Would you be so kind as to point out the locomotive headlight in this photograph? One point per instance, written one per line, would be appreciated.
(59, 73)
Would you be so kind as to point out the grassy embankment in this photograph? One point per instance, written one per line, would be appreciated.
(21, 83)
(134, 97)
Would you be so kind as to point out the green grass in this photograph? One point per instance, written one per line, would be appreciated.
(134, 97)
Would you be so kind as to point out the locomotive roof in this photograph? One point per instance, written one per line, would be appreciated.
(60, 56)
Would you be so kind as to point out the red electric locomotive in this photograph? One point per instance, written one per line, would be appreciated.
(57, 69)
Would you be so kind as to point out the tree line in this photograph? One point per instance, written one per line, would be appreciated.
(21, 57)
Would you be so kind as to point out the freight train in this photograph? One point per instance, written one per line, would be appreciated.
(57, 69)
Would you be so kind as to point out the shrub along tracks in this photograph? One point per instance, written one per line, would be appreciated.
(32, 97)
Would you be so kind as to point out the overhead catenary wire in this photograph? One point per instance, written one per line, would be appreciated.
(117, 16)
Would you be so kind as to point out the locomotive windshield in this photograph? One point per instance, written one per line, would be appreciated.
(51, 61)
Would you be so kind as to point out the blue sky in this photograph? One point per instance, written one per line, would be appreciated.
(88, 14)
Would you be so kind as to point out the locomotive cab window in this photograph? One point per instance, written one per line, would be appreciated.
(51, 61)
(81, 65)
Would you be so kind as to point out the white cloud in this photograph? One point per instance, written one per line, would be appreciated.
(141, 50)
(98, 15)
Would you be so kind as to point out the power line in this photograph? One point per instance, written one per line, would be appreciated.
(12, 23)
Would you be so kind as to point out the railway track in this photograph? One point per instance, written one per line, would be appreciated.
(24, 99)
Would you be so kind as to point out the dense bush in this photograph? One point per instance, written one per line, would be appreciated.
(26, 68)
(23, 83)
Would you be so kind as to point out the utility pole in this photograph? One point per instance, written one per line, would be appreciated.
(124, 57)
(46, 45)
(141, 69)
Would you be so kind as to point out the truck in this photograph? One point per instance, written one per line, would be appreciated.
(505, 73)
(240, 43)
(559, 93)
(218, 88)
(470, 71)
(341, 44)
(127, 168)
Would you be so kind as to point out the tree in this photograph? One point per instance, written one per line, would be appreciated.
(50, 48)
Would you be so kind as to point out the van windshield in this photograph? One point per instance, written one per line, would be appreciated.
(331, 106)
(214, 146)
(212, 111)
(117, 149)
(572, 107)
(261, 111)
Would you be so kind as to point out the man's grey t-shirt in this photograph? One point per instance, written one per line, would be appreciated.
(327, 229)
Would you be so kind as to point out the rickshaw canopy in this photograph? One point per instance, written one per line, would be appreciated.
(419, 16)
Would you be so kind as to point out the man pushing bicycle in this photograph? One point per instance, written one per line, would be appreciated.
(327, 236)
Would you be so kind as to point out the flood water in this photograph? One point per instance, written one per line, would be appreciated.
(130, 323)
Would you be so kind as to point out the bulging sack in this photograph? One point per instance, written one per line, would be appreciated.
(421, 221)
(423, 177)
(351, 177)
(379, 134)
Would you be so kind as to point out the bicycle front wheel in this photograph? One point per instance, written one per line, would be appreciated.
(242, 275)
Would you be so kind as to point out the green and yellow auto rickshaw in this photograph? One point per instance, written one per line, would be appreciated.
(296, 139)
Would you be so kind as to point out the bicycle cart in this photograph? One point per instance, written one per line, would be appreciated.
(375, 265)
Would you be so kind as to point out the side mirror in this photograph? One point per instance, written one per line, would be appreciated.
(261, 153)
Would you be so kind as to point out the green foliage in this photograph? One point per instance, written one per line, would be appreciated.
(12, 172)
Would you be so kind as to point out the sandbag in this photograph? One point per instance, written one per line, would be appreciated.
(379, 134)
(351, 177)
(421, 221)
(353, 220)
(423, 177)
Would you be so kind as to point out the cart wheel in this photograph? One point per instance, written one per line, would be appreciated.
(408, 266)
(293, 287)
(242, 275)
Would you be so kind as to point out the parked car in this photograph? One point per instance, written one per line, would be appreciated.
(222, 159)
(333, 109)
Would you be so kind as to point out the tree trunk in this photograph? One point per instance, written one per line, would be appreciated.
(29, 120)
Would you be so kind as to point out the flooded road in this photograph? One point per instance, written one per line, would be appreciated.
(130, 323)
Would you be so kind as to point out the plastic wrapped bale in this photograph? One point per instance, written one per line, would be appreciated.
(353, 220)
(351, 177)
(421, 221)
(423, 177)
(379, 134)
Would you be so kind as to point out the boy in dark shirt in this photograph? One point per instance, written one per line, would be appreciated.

■ ■ ■

• [To do]: Copy every record exactly.

• [Task output]:
Would you be so kind as to point out the locomotive headlight in this photograph? One point per instance, written one per line, would be appreciated.
(59, 73)
Would you be so kind as to point out the grassy embankment in this photograph? One point per instance, written one per line, would be appreciated.
(21, 83)
(134, 97)
Would you be so kind as to point out the green grass in this photograph? One point per instance, written one per line, would be appreciated.
(134, 97)
Would you be so kind as to point out the locomotive roof in this photograph? One point per instance, written one per line, would be appreciated.
(60, 56)
Would you be so kind as to point out the red electric locomotive in this photograph? One point per instance, written one per line, would be appreciated.
(57, 69)
Would you be so kind as to point out the tree line in this photograph? One point per instance, written one per line, would be appreciated.
(21, 57)
Would you be so kind as to point out the freight train in this photograph? One point per instance, written one per line, would be appreciated.
(57, 69)
Would you be so kind as to point out the shrub along tracks in this photograph? One point per instance, written one per line, would be appreciated.
(32, 97)
Would you be so kind as to point out the overhead catenary wire in this photograph? One point per instance, written one per line, would be appreciated.
(117, 16)
Would you be so kind as to point out the locomotive windshield in this photograph? One point per instance, written one per line, would be appreciated.
(51, 61)
Would you be so kind as to point out the blue sky in this photograph? One point per instance, written one per line, would be appreciated.
(88, 14)
Would you be so kind as to point out the locomotive cab window in this photograph? One point per instance, written one per line, would be appreciated.
(51, 61)
(81, 65)
Would you be so kind as to point out the white cloud in this photograph? One point per instance, written one per line, would be appreciated.
(141, 50)
(98, 15)
Would you be so kind as to point out the power line in this photograph? One point per instance, written one per line, would be appreciated.
(12, 23)
Would you be so kind as to point out the railway track in this photograph? One point per instance, written one per line, would be appreciated.
(24, 99)
Would you be so kind as to point out the dense bush in this photograph? One point per instance, written one per line, would be appreciated.
(26, 68)
(23, 83)
Would you be so kind as to point out the utility pole in this photograph? One point per instance, written one per line, would be appreciated.
(124, 57)
(46, 45)
(141, 69)
Would you be so kind as to point out the truck in this photograph? One point per instance, written one per line, would be appreciated.
(505, 73)
(240, 43)
(559, 93)
(218, 88)
(470, 71)
(341, 44)
(127, 168)
Would you be so kind as to point out the tree in this photograph? One point per instance, written one per line, would be appreciated.
(50, 48)
Would you be so kind as to point out the van windshield in this photograph? One point per instance, written one per line, would be appreciated.
(331, 106)
(214, 146)
(212, 111)
(117, 149)
(572, 107)
(261, 111)
Would you be so kind as to point out the man's grey t-shirt in this photograph? One point per instance, written one per line, would be appreciated.
(327, 229)
Would you be so kind as to point out the rickshaw canopy in this photograph? One point per instance, written one per line, would be appreciated.
(419, 16)
Would you be so kind as to point out the man pushing bicycle in this photograph? One point per instance, written one per line, would be appreciated.
(327, 236)
Would you be so kind as to point out the flood water in this photograph? One point per instance, written one per line, would be appreciated.
(130, 323)
Would you be so kind as to point out the bulging sack in this photograph? One point per instance, written one per line, would be appreciated.
(421, 221)
(423, 177)
(351, 177)
(379, 134)
Would you be so kind as to point out the bicycle front wheel in this photograph? One point per instance, written one per line, would be appreciated.
(242, 275)
Would you be so kind as to point out the green and yellow auto rickshaw in this photograph? One point per instance, written one per line, would be appreciated.
(296, 139)
Would you be so kind as to point out the bicycle cart in this photograph? One point per instance, written one per line, would be appreciated.
(375, 265)
Would you be so kind as to point out the side mirror in this photograph? One point per instance, written one per line, would be appreciated.
(261, 153)
Would you be so kind as to point out the green foliage in this photograph? One point per instance, written one per line, would be appreciated.
(12, 172)
Would you be so kind as to point out the sandbag in this photograph? One point per instance, written one per line, would be appreciated.
(379, 134)
(351, 177)
(421, 221)
(353, 220)
(423, 177)
Would you be so kind as to point out the cart wheel in this photograph? One point per instance, written one per line, would be appreciated.
(408, 266)
(293, 287)
(242, 275)
Would you be so kind as to point out the parked car in this photograph? One point per instance, written one per line, would be appreciated.
(222, 159)
(333, 109)
Would you be so kind as to point out the tree trunk in this photograph? One point per instance, written one per line, would be appreciated.
(29, 120)
Would you be so kind as to point out the flooded road in this photograph? One point per instance, written one per line, would be appreciated.
(130, 323)
Would you be so kind as to point out the plastic wrapped bale in this photograph? One point per instance, written one per line, would be appreciated.
(353, 220)
(351, 177)
(421, 221)
(423, 177)
(379, 134)
Would you be so kind as to point out the boy in dark shirt in this photograph? One point per instance, written one per line, would be appreciated.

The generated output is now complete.